● **EXERCISE REQUIREMENTS**
Begin at the line that has "indicate the grass" and stop after the final line. Rewrite every one of those lines in full, adding -19 to each point coordinate in the answers.

● **RECORDS SHOWN**

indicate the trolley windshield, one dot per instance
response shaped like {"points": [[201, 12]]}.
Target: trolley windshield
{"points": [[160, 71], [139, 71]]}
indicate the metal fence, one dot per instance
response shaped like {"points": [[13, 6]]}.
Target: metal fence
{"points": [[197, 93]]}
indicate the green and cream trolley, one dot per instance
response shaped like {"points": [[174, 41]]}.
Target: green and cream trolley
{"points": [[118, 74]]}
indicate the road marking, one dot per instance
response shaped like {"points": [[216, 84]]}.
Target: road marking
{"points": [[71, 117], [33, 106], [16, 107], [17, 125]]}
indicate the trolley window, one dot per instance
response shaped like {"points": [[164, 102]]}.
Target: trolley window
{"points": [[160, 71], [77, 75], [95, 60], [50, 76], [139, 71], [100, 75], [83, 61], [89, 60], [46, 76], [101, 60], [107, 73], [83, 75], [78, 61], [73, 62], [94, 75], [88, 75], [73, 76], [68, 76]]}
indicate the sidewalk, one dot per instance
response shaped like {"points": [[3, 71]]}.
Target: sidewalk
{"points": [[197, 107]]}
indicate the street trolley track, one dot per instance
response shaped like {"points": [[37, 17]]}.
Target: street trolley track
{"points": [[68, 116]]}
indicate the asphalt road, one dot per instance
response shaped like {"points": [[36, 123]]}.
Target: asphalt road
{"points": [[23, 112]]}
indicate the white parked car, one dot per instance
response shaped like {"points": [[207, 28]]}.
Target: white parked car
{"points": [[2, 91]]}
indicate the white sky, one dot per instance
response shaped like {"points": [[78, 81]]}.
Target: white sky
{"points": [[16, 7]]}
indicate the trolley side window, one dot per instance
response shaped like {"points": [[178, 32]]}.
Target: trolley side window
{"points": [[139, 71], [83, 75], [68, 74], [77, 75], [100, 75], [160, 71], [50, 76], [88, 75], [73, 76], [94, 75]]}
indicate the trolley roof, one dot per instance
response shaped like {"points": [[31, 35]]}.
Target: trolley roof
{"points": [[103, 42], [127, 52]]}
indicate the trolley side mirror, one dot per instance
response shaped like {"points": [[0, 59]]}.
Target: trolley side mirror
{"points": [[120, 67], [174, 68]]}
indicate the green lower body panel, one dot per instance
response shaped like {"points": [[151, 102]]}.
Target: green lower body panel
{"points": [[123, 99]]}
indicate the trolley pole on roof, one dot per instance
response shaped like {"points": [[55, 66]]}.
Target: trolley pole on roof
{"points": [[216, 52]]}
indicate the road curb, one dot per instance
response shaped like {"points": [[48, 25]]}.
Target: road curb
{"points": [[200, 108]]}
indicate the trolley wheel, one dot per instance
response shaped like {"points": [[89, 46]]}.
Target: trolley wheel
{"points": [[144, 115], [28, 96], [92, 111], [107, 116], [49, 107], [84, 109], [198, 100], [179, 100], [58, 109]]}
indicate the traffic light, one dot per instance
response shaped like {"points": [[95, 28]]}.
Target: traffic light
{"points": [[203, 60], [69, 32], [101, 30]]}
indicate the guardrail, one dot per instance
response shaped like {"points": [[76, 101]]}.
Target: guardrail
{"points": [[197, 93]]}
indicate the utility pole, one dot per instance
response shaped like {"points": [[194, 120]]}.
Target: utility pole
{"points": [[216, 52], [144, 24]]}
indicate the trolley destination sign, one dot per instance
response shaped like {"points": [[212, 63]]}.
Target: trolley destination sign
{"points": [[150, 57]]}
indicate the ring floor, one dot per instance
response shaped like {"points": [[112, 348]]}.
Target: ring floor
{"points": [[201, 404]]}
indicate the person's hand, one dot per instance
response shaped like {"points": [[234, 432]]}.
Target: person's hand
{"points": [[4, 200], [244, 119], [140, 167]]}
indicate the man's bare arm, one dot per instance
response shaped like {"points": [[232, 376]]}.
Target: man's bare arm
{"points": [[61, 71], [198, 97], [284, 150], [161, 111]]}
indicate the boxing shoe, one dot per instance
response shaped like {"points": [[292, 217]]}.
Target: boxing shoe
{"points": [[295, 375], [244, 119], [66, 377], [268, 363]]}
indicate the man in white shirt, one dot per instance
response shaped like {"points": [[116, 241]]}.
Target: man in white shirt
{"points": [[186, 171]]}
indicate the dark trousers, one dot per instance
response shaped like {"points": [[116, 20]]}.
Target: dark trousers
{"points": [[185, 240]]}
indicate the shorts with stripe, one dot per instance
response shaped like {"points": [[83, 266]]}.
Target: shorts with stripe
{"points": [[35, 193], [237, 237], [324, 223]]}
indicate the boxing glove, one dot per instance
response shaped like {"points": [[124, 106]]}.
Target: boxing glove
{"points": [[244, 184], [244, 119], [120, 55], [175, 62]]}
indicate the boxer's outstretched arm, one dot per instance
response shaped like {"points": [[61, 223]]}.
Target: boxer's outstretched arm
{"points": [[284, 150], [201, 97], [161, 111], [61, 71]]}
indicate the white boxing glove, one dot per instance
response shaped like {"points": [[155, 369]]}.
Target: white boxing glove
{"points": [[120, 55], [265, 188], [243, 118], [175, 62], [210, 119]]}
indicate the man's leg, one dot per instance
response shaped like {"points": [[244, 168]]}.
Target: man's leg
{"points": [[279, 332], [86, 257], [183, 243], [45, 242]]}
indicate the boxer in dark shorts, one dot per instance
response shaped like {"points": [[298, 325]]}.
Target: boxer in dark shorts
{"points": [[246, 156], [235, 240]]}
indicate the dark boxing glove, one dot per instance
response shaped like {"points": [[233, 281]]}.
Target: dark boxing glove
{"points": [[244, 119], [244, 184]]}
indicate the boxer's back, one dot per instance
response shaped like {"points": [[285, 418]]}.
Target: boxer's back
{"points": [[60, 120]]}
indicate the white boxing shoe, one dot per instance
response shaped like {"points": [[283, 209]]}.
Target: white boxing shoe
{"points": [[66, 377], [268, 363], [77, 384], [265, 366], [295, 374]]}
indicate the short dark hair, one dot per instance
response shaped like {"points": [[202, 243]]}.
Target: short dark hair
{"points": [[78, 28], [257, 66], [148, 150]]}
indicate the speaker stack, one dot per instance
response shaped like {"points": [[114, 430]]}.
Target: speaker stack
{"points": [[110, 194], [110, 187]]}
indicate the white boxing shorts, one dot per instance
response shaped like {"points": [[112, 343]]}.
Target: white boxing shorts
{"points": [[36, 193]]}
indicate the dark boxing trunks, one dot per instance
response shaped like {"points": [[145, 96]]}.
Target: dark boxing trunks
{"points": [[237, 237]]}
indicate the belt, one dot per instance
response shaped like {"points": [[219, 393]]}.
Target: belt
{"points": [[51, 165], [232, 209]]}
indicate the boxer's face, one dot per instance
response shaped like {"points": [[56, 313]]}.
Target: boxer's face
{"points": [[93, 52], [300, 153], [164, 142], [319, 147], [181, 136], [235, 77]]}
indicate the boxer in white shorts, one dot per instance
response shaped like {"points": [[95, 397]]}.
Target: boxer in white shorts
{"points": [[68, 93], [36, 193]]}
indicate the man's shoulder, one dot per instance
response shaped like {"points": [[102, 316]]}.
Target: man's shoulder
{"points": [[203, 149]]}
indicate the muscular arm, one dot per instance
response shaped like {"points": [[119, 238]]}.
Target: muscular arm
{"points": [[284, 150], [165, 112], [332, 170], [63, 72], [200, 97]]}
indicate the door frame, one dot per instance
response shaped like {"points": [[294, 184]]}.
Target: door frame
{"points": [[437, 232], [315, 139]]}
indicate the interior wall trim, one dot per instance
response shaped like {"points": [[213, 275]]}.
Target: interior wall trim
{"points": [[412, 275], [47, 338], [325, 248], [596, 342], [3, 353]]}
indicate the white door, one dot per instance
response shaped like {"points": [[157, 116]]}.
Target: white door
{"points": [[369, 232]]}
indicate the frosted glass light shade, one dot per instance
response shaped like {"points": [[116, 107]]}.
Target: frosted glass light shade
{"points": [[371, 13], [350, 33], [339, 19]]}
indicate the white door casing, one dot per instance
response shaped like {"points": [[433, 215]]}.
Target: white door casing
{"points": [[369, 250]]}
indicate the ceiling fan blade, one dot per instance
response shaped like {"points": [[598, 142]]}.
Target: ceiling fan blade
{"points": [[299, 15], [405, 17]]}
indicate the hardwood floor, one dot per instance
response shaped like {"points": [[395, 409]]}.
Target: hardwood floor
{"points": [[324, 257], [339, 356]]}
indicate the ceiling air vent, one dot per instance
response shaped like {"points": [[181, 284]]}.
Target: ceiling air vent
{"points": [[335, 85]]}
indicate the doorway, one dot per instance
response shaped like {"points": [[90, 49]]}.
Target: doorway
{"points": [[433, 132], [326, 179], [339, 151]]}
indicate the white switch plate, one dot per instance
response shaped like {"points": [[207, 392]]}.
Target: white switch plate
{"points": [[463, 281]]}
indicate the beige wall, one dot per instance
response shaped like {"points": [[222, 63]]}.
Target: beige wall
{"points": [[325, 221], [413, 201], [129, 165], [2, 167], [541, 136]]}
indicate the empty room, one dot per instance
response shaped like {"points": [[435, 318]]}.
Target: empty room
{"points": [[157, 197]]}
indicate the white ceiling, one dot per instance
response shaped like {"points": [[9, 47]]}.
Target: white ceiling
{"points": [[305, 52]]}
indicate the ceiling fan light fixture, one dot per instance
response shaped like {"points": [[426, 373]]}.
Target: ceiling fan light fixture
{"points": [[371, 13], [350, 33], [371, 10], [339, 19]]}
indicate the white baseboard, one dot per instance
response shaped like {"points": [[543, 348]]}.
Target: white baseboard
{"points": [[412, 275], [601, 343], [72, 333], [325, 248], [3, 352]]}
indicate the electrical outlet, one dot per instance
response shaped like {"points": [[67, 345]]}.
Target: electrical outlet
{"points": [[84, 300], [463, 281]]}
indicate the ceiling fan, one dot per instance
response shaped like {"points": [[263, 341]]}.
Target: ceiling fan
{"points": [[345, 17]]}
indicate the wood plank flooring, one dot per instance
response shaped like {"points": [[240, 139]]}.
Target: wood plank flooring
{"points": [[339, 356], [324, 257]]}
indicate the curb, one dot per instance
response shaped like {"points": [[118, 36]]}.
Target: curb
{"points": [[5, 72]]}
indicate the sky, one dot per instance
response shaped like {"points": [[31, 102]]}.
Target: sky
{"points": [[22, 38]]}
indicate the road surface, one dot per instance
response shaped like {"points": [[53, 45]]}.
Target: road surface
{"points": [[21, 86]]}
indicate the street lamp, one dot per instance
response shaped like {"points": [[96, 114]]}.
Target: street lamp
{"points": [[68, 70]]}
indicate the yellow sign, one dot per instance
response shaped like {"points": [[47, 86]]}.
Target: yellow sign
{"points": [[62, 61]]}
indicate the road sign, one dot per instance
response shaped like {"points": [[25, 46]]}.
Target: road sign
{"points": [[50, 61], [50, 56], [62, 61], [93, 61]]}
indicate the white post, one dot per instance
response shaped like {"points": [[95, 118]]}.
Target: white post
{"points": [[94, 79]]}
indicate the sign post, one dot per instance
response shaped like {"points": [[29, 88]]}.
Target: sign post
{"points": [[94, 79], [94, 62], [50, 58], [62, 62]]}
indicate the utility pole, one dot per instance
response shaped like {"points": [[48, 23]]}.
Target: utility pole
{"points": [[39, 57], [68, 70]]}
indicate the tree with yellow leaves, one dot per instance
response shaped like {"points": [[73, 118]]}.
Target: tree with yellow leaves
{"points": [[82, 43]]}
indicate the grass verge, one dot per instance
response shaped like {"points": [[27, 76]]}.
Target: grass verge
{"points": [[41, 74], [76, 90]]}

● **COMPLETE OUTPUT**
indicate the grass verge, one dot per instance
response shaped like {"points": [[27, 76]]}.
Target: grass verge
{"points": [[22, 55], [57, 71]]}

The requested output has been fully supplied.